#### Given records:
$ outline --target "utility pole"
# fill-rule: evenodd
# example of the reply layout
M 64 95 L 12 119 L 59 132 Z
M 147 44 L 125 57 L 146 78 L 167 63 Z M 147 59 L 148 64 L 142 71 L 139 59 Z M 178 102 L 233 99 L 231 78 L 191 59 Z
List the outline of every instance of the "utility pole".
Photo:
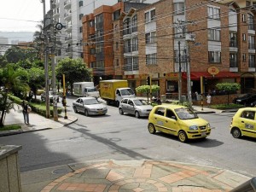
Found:
M 51 40 L 51 71 L 52 71 L 52 90 L 53 90 L 53 116 L 54 120 L 58 121 L 58 107 L 56 96 L 56 77 L 55 77 L 55 25 L 53 20 L 53 0 L 50 0 L 50 40 Z
M 177 42 L 178 44 L 178 101 L 181 102 L 182 97 L 182 73 L 181 73 L 181 54 L 180 54 L 180 41 Z
M 45 77 L 45 107 L 46 107 L 46 118 L 49 119 L 49 74 L 48 74 L 48 60 L 49 60 L 49 50 L 48 50 L 48 37 L 47 37 L 47 20 L 48 15 L 46 15 L 45 10 L 45 0 L 42 0 L 44 3 L 44 77 Z
M 188 102 L 189 106 L 192 105 L 192 98 L 191 98 L 191 78 L 190 78 L 190 64 L 189 64 L 189 42 L 186 40 L 186 48 L 185 51 L 185 61 L 186 61 L 186 67 L 187 67 L 187 90 L 188 90 Z

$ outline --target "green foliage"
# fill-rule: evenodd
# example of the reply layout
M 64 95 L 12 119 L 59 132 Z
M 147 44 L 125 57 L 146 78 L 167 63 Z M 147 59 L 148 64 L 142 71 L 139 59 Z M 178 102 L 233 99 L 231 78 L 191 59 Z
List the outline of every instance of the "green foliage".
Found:
M 56 78 L 62 80 L 65 74 L 66 82 L 68 82 L 73 90 L 73 84 L 75 82 L 91 81 L 92 71 L 88 68 L 81 59 L 65 58 L 61 60 L 56 67 Z
M 219 90 L 236 91 L 240 90 L 241 85 L 237 83 L 220 83 L 217 84 L 216 87 Z

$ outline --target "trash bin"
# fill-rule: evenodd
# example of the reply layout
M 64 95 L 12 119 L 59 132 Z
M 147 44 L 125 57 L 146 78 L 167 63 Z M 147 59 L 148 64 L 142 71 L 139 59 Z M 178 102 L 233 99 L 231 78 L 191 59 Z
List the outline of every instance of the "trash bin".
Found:
M 181 98 L 180 98 L 180 100 L 181 100 L 181 102 L 186 102 L 186 101 L 187 101 L 187 97 L 186 97 L 186 96 L 181 96 Z
M 197 95 L 196 96 L 196 100 L 201 101 L 201 95 Z

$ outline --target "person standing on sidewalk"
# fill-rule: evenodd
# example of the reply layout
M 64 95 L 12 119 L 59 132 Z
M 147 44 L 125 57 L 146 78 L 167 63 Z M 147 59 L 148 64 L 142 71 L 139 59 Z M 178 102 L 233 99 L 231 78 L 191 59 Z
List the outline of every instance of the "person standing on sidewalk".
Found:
M 212 102 L 212 96 L 211 96 L 210 93 L 208 93 L 208 95 L 207 96 L 207 102 L 208 107 L 210 106 L 211 102 Z
M 27 102 L 23 100 L 22 102 L 22 113 L 23 113 L 23 117 L 24 117 L 24 122 L 25 124 L 29 125 L 29 115 L 28 115 L 28 112 L 29 112 L 29 106 L 27 104 Z

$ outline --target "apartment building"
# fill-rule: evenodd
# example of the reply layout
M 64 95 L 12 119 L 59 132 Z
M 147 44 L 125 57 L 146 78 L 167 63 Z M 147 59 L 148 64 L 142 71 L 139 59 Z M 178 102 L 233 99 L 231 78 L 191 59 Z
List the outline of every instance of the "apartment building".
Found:
M 54 20 L 64 26 L 56 35 L 56 59 L 82 57 L 82 17 L 102 4 L 113 5 L 116 3 L 117 0 L 54 0 Z
M 179 86 L 187 95 L 188 69 L 192 92 L 209 92 L 220 82 L 240 83 L 241 92 L 254 89 L 253 2 L 160 0 L 124 9 L 112 21 L 112 45 L 103 46 L 112 46 L 113 55 L 112 67 L 101 67 L 102 75 L 128 79 L 133 89 L 146 84 L 150 76 L 152 84 L 160 86 L 158 95 L 177 94 Z

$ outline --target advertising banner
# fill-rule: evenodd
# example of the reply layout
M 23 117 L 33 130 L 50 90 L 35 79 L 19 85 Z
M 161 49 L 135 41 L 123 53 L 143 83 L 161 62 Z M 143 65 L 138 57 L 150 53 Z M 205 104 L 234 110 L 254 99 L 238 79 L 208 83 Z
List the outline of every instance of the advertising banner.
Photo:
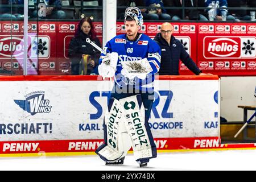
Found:
M 57 144 L 54 147 L 60 150 L 52 149 L 60 152 L 77 147 L 76 143 L 61 141 L 102 142 L 103 118 L 113 82 L 97 81 L 97 76 L 82 80 L 63 76 L 62 80 L 27 77 L 23 81 L 0 82 L 0 141 L 5 146 L 0 148 L 0 154 L 10 151 L 7 148 L 11 144 L 6 141 L 15 142 L 19 148 L 26 143 L 27 148 L 35 148 L 34 152 L 39 151 L 36 143 L 40 141 L 65 142 L 65 151 Z M 149 119 L 154 138 L 219 138 L 219 80 L 217 76 L 209 78 L 156 81 Z M 98 143 L 93 143 L 95 147 Z M 86 148 L 82 151 L 88 151 Z
M 145 22 L 139 31 L 152 39 L 161 22 Z M 29 22 L 28 68 L 30 75 L 71 75 L 68 47 L 78 22 Z M 0 66 L 22 75 L 23 22 L 0 22 Z M 255 76 L 256 24 L 173 23 L 173 35 L 204 73 L 218 76 Z M 102 43 L 102 23 L 93 22 Z M 125 33 L 117 22 L 117 34 Z M 102 45 L 103 46 L 104 45 Z M 193 75 L 180 62 L 180 75 Z
M 197 64 L 222 76 L 255 75 L 256 26 L 251 23 L 199 23 Z

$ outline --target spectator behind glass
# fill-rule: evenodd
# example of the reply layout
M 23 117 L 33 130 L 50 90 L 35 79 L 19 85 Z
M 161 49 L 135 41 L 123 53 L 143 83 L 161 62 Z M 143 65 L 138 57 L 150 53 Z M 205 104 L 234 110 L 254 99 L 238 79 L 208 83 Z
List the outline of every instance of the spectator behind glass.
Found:
M 179 75 L 180 60 L 197 75 L 211 75 L 203 73 L 184 48 L 181 42 L 172 35 L 174 27 L 170 23 L 161 26 L 160 32 L 154 39 L 161 48 L 160 75 Z
M 82 75 L 80 71 L 84 68 L 81 68 L 81 63 L 84 59 L 88 60 L 87 64 L 84 65 L 87 68 L 85 71 L 86 74 L 85 75 L 98 73 L 97 66 L 98 65 L 101 53 L 86 42 L 86 39 L 88 38 L 98 47 L 101 47 L 100 40 L 96 37 L 94 31 L 92 20 L 90 18 L 85 17 L 80 21 L 75 36 L 71 39 L 68 48 L 68 56 L 71 61 L 72 75 Z M 90 59 L 88 58 L 89 57 L 90 57 Z
M 222 18 L 221 17 L 221 12 L 226 11 L 226 20 L 235 20 L 235 18 L 233 16 L 230 15 L 228 13 L 228 2 L 226 0 L 218 0 L 218 1 L 213 1 L 213 0 L 205 0 L 205 7 L 210 7 L 212 9 L 207 9 L 206 11 L 208 13 L 209 11 L 212 11 L 214 8 L 213 3 L 216 5 L 217 9 L 216 9 L 216 15 L 214 17 L 214 20 L 222 20 Z M 224 9 L 219 9 L 219 7 L 226 8 Z
M 229 7 L 247 7 L 247 0 L 228 0 Z M 246 10 L 238 9 L 237 10 L 230 10 L 229 13 L 236 18 L 237 22 L 250 20 L 250 16 L 247 15 Z
M 149 20 L 170 20 L 170 15 L 166 13 L 162 0 L 144 0 L 146 6 L 148 7 L 144 13 L 147 13 L 145 19 Z
M 65 19 L 66 14 L 64 11 L 61 10 L 62 2 L 61 0 L 40 0 L 40 3 L 43 3 L 46 6 L 41 7 L 39 10 L 40 12 L 45 12 L 46 16 L 39 16 L 39 14 L 36 10 L 32 13 L 32 18 L 48 18 L 48 19 Z M 47 6 L 54 6 L 54 7 L 47 7 Z
M 2 0 L 0 3 L 0 18 L 5 19 L 13 19 L 23 18 L 23 7 L 12 7 L 11 5 L 24 5 L 19 0 Z M 9 7 L 2 7 L 2 5 Z
M 163 0 L 166 7 L 182 7 L 182 0 Z M 200 6 L 201 2 L 204 7 L 204 0 L 184 0 L 184 7 Z M 193 20 L 207 21 L 208 19 L 203 14 L 200 10 L 185 9 L 185 19 Z M 170 9 L 167 13 L 171 15 L 172 20 L 180 20 L 182 18 L 182 10 Z

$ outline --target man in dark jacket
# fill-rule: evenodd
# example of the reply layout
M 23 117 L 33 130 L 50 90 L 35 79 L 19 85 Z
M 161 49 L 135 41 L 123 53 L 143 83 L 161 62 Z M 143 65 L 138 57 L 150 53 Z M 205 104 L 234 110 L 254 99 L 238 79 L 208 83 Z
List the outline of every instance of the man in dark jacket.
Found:
M 161 65 L 158 73 L 179 75 L 179 63 L 180 59 L 195 74 L 206 75 L 203 73 L 196 66 L 180 42 L 172 35 L 173 28 L 171 23 L 163 23 L 161 26 L 161 32 L 158 33 L 154 38 L 162 50 Z

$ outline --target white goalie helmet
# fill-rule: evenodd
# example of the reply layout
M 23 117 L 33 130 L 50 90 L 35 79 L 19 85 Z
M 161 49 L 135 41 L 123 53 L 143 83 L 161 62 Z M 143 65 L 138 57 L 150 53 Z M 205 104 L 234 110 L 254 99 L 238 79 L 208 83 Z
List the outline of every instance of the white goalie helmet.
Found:
M 143 16 L 141 14 L 141 10 L 137 7 L 128 7 L 125 10 L 125 22 L 126 21 L 127 16 L 131 17 L 139 26 L 143 24 Z

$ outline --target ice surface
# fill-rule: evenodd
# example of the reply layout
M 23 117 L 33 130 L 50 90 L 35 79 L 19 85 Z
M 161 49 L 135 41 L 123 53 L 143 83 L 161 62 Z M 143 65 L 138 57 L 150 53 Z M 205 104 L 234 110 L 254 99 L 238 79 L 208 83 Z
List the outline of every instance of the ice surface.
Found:
M 255 170 L 256 150 L 158 153 L 140 168 L 132 154 L 122 166 L 105 166 L 97 155 L 0 158 L 0 170 Z

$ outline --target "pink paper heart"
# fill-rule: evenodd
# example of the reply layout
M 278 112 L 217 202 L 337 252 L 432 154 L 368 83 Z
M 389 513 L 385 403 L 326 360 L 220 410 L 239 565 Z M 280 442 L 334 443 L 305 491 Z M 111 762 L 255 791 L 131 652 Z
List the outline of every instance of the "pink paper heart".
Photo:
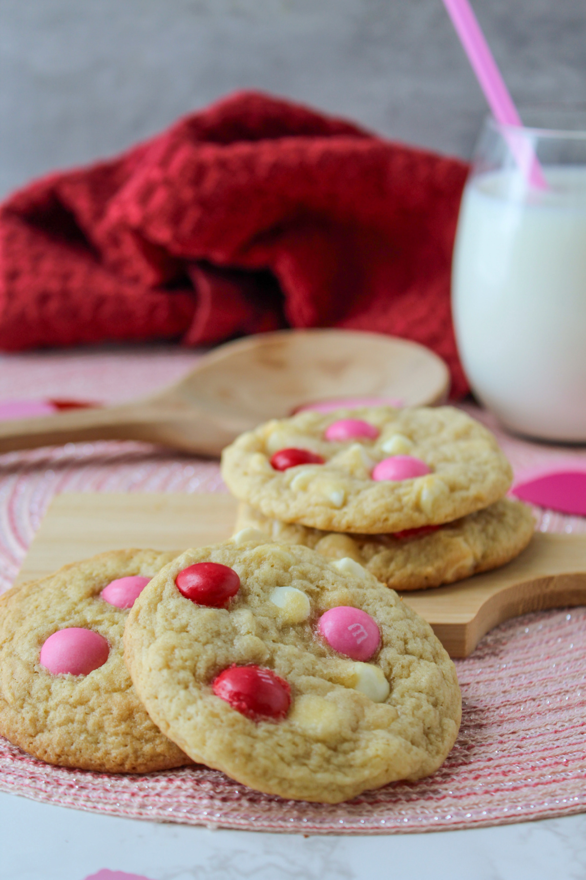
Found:
M 586 517 L 586 472 L 554 471 L 535 480 L 517 483 L 512 495 L 530 504 L 561 513 Z
M 98 874 L 90 874 L 85 880 L 148 880 L 142 874 L 127 874 L 125 871 L 109 871 L 103 868 Z

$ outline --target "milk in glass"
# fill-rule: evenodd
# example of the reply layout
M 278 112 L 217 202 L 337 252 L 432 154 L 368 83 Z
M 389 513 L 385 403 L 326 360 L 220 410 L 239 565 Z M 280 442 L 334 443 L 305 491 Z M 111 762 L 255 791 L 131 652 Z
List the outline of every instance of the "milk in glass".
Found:
M 465 189 L 452 310 L 470 383 L 509 428 L 586 440 L 586 166 L 514 168 Z

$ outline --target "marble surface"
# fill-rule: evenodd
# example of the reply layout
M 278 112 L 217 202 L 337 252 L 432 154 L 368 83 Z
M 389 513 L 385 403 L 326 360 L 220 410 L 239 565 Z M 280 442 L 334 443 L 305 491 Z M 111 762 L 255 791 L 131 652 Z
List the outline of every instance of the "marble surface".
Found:
M 0 795 L 0 878 L 583 880 L 586 815 L 468 831 L 308 837 L 157 825 Z

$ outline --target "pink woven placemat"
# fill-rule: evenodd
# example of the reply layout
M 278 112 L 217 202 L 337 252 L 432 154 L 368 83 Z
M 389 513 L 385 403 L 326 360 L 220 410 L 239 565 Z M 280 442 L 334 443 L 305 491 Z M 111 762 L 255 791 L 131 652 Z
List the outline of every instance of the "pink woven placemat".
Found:
M 4 356 L 0 400 L 120 400 L 172 381 L 195 357 L 165 348 Z M 487 414 L 467 408 L 496 429 Z M 521 478 L 547 466 L 586 470 L 585 450 L 496 433 Z M 51 497 L 64 491 L 226 489 L 216 463 L 141 444 L 69 444 L 2 456 L 0 591 L 16 576 Z M 586 532 L 581 517 L 537 513 L 541 531 Z M 456 665 L 462 726 L 441 769 L 420 782 L 389 785 L 336 806 L 260 795 L 205 767 L 144 776 L 53 767 L 2 738 L 0 789 L 133 818 L 305 833 L 467 828 L 584 810 L 586 609 L 510 620 Z

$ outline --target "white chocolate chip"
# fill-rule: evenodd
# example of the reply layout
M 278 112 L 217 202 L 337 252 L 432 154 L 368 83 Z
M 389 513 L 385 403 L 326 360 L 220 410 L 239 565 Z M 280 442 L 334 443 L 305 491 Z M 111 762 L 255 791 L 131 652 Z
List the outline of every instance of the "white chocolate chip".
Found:
M 286 623 L 300 623 L 309 617 L 311 612 L 309 599 L 296 587 L 275 587 L 269 598 L 279 608 L 279 617 Z
M 334 507 L 342 507 L 345 498 L 345 492 L 344 489 L 334 489 L 333 492 L 329 493 L 329 498 Z
M 257 473 L 274 473 L 269 459 L 262 452 L 255 452 L 250 456 L 249 467 Z
M 253 529 L 252 526 L 249 526 L 246 529 L 241 529 L 240 532 L 236 532 L 235 535 L 232 535 L 230 540 L 238 546 L 241 544 L 248 544 L 251 541 L 255 541 L 256 544 L 269 544 L 271 538 L 264 532 L 259 532 L 258 529 Z
M 344 556 L 350 556 L 357 562 L 361 559 L 358 546 L 350 535 L 336 534 L 336 532 L 325 535 L 320 539 L 314 549 L 329 559 L 343 559 Z
M 339 737 L 342 718 L 336 703 L 314 693 L 302 693 L 293 703 L 289 719 L 307 737 L 332 740 Z
M 438 502 L 446 498 L 450 490 L 440 477 L 431 474 L 428 477 L 421 478 L 421 488 L 419 490 L 419 506 L 423 513 L 428 517 L 433 515 Z
M 293 471 L 293 468 L 291 470 Z M 317 466 L 306 467 L 302 471 L 299 471 L 293 475 L 289 484 L 290 488 L 293 492 L 304 492 L 317 473 Z
M 269 656 L 269 649 L 257 635 L 236 635 L 234 648 L 247 663 L 264 663 Z
M 359 480 L 365 480 L 376 464 L 360 443 L 353 443 L 330 459 L 330 464 L 340 467 Z
M 335 562 L 329 563 L 338 571 L 341 571 L 343 575 L 351 575 L 353 577 L 364 577 L 366 574 L 365 568 L 364 568 L 359 562 L 355 560 L 351 559 L 350 556 L 344 556 L 343 559 L 336 559 Z
M 373 703 L 384 703 L 391 693 L 388 681 L 380 666 L 370 663 L 355 663 L 352 664 L 352 678 L 351 686 L 354 690 L 364 693 Z
M 392 434 L 390 437 L 380 444 L 380 449 L 387 455 L 407 455 L 415 444 L 404 434 Z
M 342 507 L 346 500 L 346 488 L 339 480 L 328 479 L 320 474 L 312 488 L 334 507 Z

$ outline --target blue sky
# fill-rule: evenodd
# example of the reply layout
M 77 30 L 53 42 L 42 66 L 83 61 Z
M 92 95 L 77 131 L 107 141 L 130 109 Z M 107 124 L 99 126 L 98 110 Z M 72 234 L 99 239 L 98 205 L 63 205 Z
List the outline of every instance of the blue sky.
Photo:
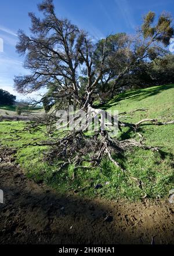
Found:
M 0 38 L 3 52 L 0 52 L 0 88 L 17 96 L 13 90 L 14 75 L 27 74 L 24 59 L 16 52 L 17 32 L 20 29 L 30 34 L 28 12 L 38 13 L 37 5 L 41 0 L 2 0 L 0 5 Z M 157 15 L 166 10 L 174 16 L 173 0 L 55 0 L 60 17 L 67 17 L 88 31 L 96 40 L 111 33 L 133 34 L 149 10 Z M 35 95 L 31 95 L 35 97 Z

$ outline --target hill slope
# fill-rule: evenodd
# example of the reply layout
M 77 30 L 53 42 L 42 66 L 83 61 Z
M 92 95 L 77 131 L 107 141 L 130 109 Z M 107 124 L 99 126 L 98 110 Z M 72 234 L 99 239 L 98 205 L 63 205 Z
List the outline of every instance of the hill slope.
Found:
M 132 123 L 147 118 L 167 121 L 174 120 L 173 98 L 173 85 L 154 87 L 119 94 L 104 108 L 108 111 L 114 109 L 119 112 L 126 112 L 126 117 L 124 116 L 122 120 Z M 133 112 L 142 108 L 146 111 Z M 57 160 L 52 164 L 43 161 L 47 147 L 21 147 L 43 140 L 45 136 L 44 127 L 28 133 L 27 130 L 23 130 L 25 126 L 21 122 L 1 122 L 1 144 L 16 149 L 16 161 L 28 177 L 37 182 L 45 182 L 62 193 L 75 191 L 83 196 L 135 200 L 145 197 L 166 197 L 169 190 L 174 187 L 173 125 L 159 126 L 146 123 L 142 126 L 140 132 L 144 137 L 145 143 L 160 147 L 161 150 L 153 152 L 132 148 L 125 152 L 124 157 L 117 159 L 125 172 L 116 168 L 106 158 L 102 163 L 102 171 L 100 168 L 76 169 L 74 179 L 74 166 L 58 172 Z M 118 136 L 121 139 L 135 138 L 136 135 L 125 128 Z

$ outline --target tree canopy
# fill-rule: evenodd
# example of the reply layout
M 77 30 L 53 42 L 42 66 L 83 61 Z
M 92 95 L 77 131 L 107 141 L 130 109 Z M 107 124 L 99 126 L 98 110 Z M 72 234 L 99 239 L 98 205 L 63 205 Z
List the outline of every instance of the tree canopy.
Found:
M 29 13 L 32 35 L 19 30 L 16 46 L 31 74 L 16 76 L 14 84 L 20 93 L 46 87 L 43 102 L 49 106 L 71 102 L 85 108 L 106 92 L 114 95 L 133 73 L 137 75 L 136 69 L 168 53 L 173 35 L 167 13 L 155 23 L 150 12 L 135 37 L 118 33 L 96 42 L 68 20 L 57 17 L 52 0 L 44 1 L 38 9 L 44 17 Z

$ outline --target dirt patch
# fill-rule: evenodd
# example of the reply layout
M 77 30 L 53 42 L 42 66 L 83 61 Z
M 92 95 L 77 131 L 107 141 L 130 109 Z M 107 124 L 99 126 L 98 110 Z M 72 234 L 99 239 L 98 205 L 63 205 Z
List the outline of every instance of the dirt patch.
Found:
M 13 152 L 0 150 L 1 244 L 174 243 L 174 205 L 59 195 L 27 179 Z M 14 153 L 14 152 L 13 152 Z

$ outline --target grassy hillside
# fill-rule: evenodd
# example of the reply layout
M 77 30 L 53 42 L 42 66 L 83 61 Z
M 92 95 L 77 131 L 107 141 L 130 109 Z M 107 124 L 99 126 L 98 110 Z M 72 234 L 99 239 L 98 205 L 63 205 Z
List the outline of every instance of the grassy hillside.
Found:
M 0 116 L 14 116 L 17 115 L 16 112 L 16 106 L 9 106 L 5 105 L 0 105 Z M 28 106 L 23 106 L 21 108 L 22 115 L 39 115 L 44 112 L 42 107 L 30 108 Z
M 159 118 L 161 121 L 174 120 L 174 86 L 151 87 L 119 94 L 104 108 L 110 111 L 126 112 L 122 120 L 137 122 L 144 118 Z M 133 112 L 136 109 L 144 111 Z M 146 123 L 141 133 L 145 143 L 161 147 L 159 152 L 133 148 L 126 151 L 118 161 L 124 166 L 123 172 L 108 159 L 103 159 L 102 169 L 76 170 L 76 177 L 72 179 L 74 166 L 57 170 L 57 160 L 49 164 L 43 161 L 47 147 L 23 147 L 30 142 L 46 138 L 46 129 L 29 133 L 23 131 L 26 124 L 21 122 L 0 123 L 0 140 L 3 145 L 17 149 L 16 161 L 27 175 L 37 182 L 45 182 L 61 193 L 73 192 L 93 197 L 110 198 L 126 198 L 139 200 L 147 195 L 151 198 L 168 195 L 174 187 L 174 125 L 155 126 Z M 135 133 L 124 129 L 118 136 L 122 139 L 134 138 Z M 137 139 L 139 139 L 137 137 Z M 95 186 L 101 184 L 99 189 Z M 141 186 L 140 185 L 141 184 Z

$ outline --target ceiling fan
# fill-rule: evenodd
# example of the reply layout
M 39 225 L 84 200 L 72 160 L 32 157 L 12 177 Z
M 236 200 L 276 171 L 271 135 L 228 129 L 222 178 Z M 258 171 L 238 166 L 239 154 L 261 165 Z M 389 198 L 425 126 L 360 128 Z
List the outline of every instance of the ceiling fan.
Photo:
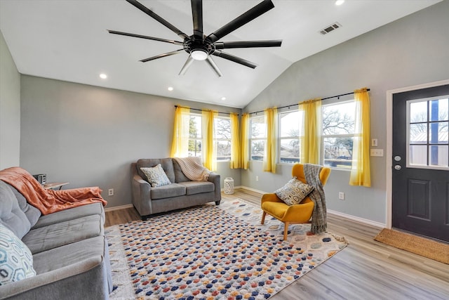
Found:
M 222 49 L 229 49 L 232 48 L 279 47 L 282 44 L 282 40 L 218 41 L 224 36 L 273 8 L 274 5 L 271 0 L 264 0 L 262 2 L 256 5 L 249 11 L 236 18 L 234 20 L 208 36 L 205 35 L 203 32 L 202 0 L 191 0 L 194 31 L 193 34 L 190 36 L 182 32 L 176 27 L 167 22 L 153 11 L 147 8 L 137 0 L 126 1 L 175 32 L 182 39 L 182 41 L 135 34 L 133 33 L 122 32 L 115 30 L 108 30 L 109 32 L 114 34 L 138 37 L 140 39 L 151 39 L 153 41 L 163 41 L 166 43 L 173 44 L 175 45 L 182 46 L 182 48 L 181 49 L 140 60 L 141 62 L 145 63 L 149 60 L 173 56 L 174 54 L 178 54 L 182 53 L 182 51 L 185 51 L 189 53 L 189 58 L 181 69 L 180 75 L 185 74 L 194 60 L 206 60 L 215 72 L 217 75 L 219 77 L 222 76 L 222 72 L 212 59 L 212 56 L 218 56 L 254 69 L 257 67 L 257 65 L 255 63 L 226 52 L 223 52 Z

#### What you should do:
Reproduce the lines verbatim, from the line containing "--target tree canopy" through the line containing "M 13 152 L 0", with both of those lines included.

#### Written answer:
$ outline --target tree canopy
# fill-rule: evenodd
# example of the reply layout
M 77 30 L 53 42 L 42 66 L 83 61 Z
M 92 95 L 77 131 L 107 141 L 130 109 Z M 107 124 L 99 126 L 98 110 Z M 72 234 L 99 239 L 98 205 L 63 205 Z
List the outline of every instance of the tree canopy.
Found:
M 29 13 L 32 35 L 19 30 L 16 46 L 31 74 L 16 76 L 14 84 L 20 93 L 46 87 L 43 102 L 49 106 L 71 102 L 85 108 L 106 92 L 114 95 L 133 73 L 137 75 L 136 69 L 168 53 L 173 35 L 167 13 L 155 23 L 150 12 L 135 37 L 118 33 L 96 42 L 68 20 L 57 17 L 52 0 L 44 1 L 38 9 L 44 17 Z

$ outline --target dirt patch
# fill-rule: evenodd
# example of the reply layout
M 77 30 L 53 42 L 42 66 L 83 61 Z
M 92 95 L 77 131 L 107 141 L 130 109 Z M 107 124 L 99 126 L 98 110 Z M 72 234 L 99 239 L 98 205 L 63 205 Z
List the outline of every instance of the dirt patch.
Found:
M 13 152 L 0 150 L 1 244 L 174 243 L 174 205 L 59 195 L 27 179 Z M 14 153 L 14 152 L 13 152 Z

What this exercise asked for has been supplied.